> _Data under study_
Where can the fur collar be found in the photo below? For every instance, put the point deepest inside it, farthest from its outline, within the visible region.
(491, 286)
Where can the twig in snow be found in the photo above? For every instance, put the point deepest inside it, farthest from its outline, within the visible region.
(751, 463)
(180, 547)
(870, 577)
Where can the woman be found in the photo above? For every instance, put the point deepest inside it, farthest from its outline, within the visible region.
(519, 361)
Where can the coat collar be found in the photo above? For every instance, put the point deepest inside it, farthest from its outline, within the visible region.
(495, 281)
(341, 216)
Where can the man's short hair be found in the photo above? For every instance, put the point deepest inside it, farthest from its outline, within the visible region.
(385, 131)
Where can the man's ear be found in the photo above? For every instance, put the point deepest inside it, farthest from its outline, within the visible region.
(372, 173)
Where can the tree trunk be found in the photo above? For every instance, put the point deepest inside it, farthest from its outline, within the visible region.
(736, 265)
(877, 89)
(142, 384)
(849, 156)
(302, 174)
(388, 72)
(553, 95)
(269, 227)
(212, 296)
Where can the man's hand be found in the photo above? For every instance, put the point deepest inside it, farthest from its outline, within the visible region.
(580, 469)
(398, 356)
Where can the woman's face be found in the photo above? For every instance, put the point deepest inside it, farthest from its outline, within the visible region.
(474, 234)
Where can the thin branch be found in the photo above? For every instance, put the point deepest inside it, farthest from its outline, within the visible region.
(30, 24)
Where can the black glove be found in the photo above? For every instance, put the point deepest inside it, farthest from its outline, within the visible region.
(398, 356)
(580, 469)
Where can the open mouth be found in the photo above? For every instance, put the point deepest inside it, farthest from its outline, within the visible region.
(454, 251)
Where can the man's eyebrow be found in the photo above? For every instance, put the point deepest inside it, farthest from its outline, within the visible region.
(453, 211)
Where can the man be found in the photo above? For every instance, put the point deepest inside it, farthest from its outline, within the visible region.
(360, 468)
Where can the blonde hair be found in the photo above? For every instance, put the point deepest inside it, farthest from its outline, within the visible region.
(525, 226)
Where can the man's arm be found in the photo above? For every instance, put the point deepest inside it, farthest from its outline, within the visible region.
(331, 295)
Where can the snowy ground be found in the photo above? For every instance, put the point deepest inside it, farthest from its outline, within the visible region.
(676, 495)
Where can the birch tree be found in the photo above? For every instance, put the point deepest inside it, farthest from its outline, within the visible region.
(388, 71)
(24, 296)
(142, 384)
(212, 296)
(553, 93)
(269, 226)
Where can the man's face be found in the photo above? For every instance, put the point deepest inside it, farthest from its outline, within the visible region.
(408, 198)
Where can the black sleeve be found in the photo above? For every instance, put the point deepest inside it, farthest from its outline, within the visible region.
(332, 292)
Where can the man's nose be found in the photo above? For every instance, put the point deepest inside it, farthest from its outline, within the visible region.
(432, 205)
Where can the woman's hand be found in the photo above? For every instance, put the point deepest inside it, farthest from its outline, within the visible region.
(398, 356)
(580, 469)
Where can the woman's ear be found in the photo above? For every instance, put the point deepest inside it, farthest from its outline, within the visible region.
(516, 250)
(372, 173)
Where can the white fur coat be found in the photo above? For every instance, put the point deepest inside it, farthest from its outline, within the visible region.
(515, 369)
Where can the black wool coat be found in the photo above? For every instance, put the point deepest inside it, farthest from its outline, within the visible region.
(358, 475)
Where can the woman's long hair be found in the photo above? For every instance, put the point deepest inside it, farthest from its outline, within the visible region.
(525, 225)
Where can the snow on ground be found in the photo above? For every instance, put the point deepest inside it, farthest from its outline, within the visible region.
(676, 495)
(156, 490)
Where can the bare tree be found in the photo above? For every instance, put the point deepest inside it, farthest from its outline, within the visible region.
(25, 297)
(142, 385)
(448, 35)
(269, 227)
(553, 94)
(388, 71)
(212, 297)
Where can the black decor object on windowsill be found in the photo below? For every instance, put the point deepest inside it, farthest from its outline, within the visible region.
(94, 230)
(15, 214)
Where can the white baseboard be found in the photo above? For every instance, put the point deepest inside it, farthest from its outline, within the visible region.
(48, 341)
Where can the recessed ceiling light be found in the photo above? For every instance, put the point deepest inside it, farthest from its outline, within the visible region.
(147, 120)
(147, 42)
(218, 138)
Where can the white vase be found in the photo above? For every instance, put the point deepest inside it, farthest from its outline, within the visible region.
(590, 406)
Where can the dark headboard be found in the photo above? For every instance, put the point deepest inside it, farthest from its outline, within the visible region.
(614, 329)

> _Prompt_
Return the full listing, character for character.

> _Answer for the task_
Where can the fur collar be found in the photo below? For every instance, put the point deepest inside it, farthest from its outline, within the visible region.
(491, 286)
Where can the twig in snow be found in the photo above? For every instance, put the point deepest inside it, farthest from its outline, within the visible region.
(751, 463)
(180, 547)
(870, 577)
Where can the woman be found in the photo above? For every instance, put the point deepest inside it, farthest from its outline, within the visible region.
(519, 361)
Where can the coat collar be found in the photo above? For every instance, put the point deepest inside it, farthest from its outline, within the visible region.
(495, 281)
(341, 216)
Where can the man's short hair be found in the photo above? For every instance, put the point deepest inside it, farthest from its outline, within the visible region.
(385, 131)
Where can the man's ear be found in the photo above? For every instance, put the point deepest inside it, farthest from its outline, within the visible region.
(372, 173)
Where can the tree trunk be found in the photo above? For every instance, put the point deepest inside it, farthest from its outline, within the visible region.
(736, 265)
(877, 89)
(142, 384)
(849, 156)
(302, 174)
(388, 72)
(553, 95)
(269, 227)
(212, 296)
Where can the man's hand be found in the photo above? For every instance, put the point deepest inside it, farthest from its outline, within the visible region.
(580, 469)
(398, 356)
Where can the woman's face be found in the photo above? For every instance, put the point deepest inside it, farthest from its outline, within the visible region.
(474, 234)
Where can the thin branch be found in the photo above? For every instance, put the point deepest inside it, farthest from its outline, within the visible region.
(30, 24)
Where can the black glove be found in the photo above? For every instance, put the point deepest inside it, farthest from its outline, within the visible region.
(398, 356)
(580, 469)
Where can the open mouth be found in the photo above? For every instance, put the point deepest inside it, farthest from its outline, within the visible region.
(454, 251)
Where can the man's eyebrow be found in the photo above? For every instance, put the point deepest inside it, farthest from its outline, within the visible region.
(453, 211)
Where can the man be found in the photo above? For every instance, put the point deepest inside it, farthest from its outline, within the visible region.
(360, 468)
Where can the blonde hair be found in the photo above? For every instance, put the point deepest inside it, farthest from its outline, within the visible region.
(525, 226)
Where can the man's arm be found in the photo above? For every instance, put the point deepest inside it, farthest from its outline, within the visible region.
(331, 295)
Where can the snowy ground be found in the photo above? For every instance, put the point deepest inside it, farthest from its outline, within the visible region.
(676, 495)
Where can the birch tree be found in the photo above? For every instance, put the point deepest inside it, farthest from its outline, within the visible region.
(388, 71)
(24, 296)
(142, 384)
(212, 296)
(553, 93)
(269, 226)
Where can the man's face be found in the photo above? For every instance, put the point deepest inside it, farthest from its outline, within the visible region.
(408, 198)
Where can the black sleeve be found in the photo above? For every instance, put the point deepest inside it, farthest from its outline, within the visible region.
(332, 292)
Where can the man's nose be found in the photo above? For every instance, put the point deepest inside it, farthest from its outline, within the visible region.
(432, 205)
Where can the woman's hand be found in the photo above? For every instance, put the point deepest inside it, farthest from its outline, within the visible region.
(398, 356)
(580, 469)
Where can the woman's ear be found in the photo above? For every instance, put the point deepest inside it, farthest from its outline, within the visible region.
(516, 250)
(372, 173)
Where can the white fur coat be found in the photo above? For every instance, put the point deepest inside it, farthest from its outline, within the visible region.
(515, 369)
Where can the black wool coat be found in the photo above? For every instance, put the point deepest inside it, farthest from its outline, within the visible region.
(358, 475)
Where can the woman's long hair be found in the photo above? For every instance, put the point deepest inside it, farthest from its outline, within the visible region.
(525, 225)
Where can the snow on ground be found in the photo above? For every instance, put the point deepest inside it, farthest from its outline, within the visible region.
(676, 495)
(156, 490)
Where can the bare tree be found in the photo above? For every instance, put the point deepest inside it, farthest from its outline, within the visible region.
(25, 297)
(142, 385)
(448, 35)
(269, 227)
(553, 94)
(388, 71)
(212, 297)
Where can the black decor object on windowsill be found in the photo below? For every instance, put the point deepest inside it, farthest from its outline, within the visible region.
(94, 230)
(15, 214)
Where can the white baseboard be found in the photo above? For every instance, put the point deepest inside it, farthest from its outline, within the visible region.
(48, 341)
Where can the recessed ceiling light be found in the photo above? For every instance, put the point deepest inside it, farthest from its outline, within the visible region.
(147, 120)
(147, 42)
(218, 138)
Where can the white vase be found in the photo above? For every instance, put the point deepest inside it, farthest from its outline, within the visible region.
(590, 406)
Where can the dark headboard be found in the photo above? For every instance, put the point deepest inside it, farthest from its outline, within the visible region.
(614, 329)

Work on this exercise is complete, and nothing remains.